***** Data lines *****
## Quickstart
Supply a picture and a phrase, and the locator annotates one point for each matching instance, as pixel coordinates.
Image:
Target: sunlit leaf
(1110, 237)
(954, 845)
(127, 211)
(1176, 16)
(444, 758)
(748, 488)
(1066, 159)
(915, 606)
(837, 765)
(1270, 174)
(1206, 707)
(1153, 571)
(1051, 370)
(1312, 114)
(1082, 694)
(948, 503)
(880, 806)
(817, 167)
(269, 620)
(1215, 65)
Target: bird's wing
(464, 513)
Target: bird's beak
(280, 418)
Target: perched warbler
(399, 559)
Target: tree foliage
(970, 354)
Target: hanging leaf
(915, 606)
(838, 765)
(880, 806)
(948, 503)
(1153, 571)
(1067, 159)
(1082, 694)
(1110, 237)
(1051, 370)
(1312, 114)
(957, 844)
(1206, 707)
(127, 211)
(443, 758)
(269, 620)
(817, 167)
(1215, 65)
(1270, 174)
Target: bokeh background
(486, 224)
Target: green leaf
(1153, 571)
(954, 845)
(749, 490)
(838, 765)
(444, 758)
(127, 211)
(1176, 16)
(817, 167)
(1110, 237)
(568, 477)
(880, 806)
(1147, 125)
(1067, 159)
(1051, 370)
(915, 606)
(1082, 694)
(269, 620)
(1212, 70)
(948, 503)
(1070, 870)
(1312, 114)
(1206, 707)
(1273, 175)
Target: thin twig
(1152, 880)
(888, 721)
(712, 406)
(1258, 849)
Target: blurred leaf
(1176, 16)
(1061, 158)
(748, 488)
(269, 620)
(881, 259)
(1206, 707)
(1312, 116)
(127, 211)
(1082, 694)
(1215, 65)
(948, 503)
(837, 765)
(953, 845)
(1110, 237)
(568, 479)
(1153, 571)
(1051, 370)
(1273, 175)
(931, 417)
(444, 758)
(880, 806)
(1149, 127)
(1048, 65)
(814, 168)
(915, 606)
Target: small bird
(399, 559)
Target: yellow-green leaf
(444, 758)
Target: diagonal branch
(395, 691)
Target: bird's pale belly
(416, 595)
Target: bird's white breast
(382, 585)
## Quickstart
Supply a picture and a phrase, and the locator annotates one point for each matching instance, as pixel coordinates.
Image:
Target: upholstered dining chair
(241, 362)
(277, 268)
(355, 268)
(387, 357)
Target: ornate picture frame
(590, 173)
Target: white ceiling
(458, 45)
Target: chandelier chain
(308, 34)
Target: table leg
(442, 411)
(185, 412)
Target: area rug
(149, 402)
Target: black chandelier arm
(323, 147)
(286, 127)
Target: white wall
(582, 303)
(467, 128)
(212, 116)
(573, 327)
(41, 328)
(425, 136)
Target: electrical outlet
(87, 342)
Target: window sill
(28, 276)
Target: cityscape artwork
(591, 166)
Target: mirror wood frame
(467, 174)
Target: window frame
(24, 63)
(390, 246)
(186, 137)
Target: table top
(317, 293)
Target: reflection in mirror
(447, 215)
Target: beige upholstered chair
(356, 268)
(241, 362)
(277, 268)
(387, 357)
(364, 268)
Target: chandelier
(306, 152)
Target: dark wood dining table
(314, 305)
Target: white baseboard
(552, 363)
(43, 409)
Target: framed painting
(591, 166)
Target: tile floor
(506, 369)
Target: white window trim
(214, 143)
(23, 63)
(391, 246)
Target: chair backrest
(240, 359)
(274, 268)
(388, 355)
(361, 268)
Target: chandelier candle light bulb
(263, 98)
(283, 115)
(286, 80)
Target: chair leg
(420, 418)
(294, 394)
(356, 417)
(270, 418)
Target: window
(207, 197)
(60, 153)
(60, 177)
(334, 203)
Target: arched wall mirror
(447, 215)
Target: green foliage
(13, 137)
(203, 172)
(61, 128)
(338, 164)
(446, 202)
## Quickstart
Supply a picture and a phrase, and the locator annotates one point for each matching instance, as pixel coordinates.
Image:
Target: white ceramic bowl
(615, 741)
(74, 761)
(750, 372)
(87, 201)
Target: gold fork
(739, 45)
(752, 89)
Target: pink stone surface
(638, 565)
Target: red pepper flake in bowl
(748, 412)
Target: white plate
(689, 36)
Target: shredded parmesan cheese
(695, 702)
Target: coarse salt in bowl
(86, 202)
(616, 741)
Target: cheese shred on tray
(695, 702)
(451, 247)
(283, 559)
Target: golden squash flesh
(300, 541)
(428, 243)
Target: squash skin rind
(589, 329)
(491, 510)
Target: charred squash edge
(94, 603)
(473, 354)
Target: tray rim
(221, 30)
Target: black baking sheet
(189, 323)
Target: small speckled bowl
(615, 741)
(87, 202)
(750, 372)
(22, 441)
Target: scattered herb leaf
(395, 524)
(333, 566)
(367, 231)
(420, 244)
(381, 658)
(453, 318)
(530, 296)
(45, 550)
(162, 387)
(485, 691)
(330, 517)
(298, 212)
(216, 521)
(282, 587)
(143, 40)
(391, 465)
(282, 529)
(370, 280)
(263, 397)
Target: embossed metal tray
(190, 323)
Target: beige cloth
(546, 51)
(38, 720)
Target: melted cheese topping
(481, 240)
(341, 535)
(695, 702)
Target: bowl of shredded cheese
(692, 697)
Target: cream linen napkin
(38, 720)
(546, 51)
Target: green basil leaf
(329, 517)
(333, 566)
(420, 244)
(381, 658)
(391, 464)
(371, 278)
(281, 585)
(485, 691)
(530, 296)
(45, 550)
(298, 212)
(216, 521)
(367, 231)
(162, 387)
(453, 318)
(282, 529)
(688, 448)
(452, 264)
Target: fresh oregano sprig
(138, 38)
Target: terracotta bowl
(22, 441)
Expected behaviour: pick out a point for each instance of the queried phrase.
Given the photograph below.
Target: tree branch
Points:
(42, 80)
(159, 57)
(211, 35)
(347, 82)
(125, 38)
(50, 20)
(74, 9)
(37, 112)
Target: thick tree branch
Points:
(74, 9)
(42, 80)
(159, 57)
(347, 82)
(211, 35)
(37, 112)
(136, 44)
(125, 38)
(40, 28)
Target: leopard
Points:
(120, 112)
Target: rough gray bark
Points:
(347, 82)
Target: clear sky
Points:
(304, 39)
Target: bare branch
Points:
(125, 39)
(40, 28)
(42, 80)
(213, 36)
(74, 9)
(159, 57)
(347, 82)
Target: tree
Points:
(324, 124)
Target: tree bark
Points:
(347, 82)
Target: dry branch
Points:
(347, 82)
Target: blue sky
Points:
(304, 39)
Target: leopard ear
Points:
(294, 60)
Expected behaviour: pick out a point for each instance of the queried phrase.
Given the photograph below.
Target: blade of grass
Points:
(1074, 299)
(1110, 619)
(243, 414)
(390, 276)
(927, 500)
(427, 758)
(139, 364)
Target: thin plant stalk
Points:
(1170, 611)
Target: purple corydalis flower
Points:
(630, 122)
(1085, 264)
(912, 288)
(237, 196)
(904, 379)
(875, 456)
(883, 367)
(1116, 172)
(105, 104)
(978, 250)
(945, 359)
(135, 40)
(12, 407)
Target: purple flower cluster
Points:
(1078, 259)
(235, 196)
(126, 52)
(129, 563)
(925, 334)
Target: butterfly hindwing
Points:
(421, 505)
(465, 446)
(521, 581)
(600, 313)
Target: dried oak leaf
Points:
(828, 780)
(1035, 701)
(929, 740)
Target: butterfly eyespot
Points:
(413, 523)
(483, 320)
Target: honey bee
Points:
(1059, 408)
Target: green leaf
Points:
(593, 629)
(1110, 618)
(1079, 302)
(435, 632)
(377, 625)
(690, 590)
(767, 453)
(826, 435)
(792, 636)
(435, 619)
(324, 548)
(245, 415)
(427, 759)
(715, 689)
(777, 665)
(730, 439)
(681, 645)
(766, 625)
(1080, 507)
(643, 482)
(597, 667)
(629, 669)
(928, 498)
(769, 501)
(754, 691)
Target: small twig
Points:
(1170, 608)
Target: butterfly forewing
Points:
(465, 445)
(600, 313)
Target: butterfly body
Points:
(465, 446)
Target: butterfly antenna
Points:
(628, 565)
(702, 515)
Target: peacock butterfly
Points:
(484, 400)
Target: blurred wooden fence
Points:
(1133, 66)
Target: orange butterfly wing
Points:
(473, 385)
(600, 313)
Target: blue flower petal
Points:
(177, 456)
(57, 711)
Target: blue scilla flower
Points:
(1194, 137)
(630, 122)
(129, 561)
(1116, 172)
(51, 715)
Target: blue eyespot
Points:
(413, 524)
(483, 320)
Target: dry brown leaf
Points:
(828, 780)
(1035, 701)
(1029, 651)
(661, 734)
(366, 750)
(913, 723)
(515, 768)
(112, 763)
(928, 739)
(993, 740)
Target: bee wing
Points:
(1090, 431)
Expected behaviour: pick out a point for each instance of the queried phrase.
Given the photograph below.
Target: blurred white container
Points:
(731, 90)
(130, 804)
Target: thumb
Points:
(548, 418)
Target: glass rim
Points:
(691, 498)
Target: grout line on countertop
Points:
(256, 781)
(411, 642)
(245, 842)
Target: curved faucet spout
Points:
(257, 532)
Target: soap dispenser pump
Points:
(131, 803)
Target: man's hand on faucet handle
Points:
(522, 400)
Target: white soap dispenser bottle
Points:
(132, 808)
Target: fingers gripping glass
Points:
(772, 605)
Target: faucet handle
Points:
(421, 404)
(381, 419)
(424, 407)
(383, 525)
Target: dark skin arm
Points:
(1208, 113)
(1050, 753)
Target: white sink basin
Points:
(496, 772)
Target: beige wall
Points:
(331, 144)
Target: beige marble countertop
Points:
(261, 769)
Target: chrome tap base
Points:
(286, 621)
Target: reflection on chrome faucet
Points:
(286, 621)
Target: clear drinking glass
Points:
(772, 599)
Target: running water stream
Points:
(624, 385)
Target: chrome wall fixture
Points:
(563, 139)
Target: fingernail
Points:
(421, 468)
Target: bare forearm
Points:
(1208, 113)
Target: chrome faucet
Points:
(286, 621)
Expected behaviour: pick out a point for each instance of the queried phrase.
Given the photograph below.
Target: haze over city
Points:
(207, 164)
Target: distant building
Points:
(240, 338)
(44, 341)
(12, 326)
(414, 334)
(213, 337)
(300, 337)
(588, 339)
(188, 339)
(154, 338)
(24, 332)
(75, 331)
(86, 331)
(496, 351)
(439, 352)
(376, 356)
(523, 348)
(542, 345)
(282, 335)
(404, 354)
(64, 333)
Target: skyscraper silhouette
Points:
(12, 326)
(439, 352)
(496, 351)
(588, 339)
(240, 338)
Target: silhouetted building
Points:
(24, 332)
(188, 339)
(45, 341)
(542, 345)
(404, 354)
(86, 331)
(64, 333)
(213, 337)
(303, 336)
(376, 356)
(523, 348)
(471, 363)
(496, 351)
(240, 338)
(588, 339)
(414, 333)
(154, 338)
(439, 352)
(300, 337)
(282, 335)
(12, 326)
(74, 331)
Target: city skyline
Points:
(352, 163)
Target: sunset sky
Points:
*****
In the entries above, find the line containing "Target: distant building". Set down that line and every line after it through the last one, exactly and alone.

Target: distant building
Points:
(240, 338)
(44, 341)
(12, 326)
(414, 334)
(213, 337)
(300, 337)
(588, 339)
(188, 339)
(154, 338)
(24, 332)
(75, 331)
(86, 331)
(496, 351)
(439, 352)
(376, 356)
(523, 348)
(542, 345)
(282, 335)
(404, 354)
(64, 333)
Target: skyscraper silhouette
Points:
(12, 326)
(439, 352)
(496, 351)
(588, 339)
(240, 338)
Target: silhouetted building
Points:
(24, 332)
(188, 339)
(45, 341)
(542, 345)
(404, 354)
(86, 331)
(64, 333)
(213, 337)
(303, 336)
(376, 356)
(523, 348)
(471, 363)
(496, 351)
(240, 338)
(588, 339)
(414, 333)
(154, 338)
(439, 352)
(300, 337)
(282, 335)
(12, 326)
(74, 331)
Target: city skyline
Points:
(352, 163)
Target: sunset sky
Points:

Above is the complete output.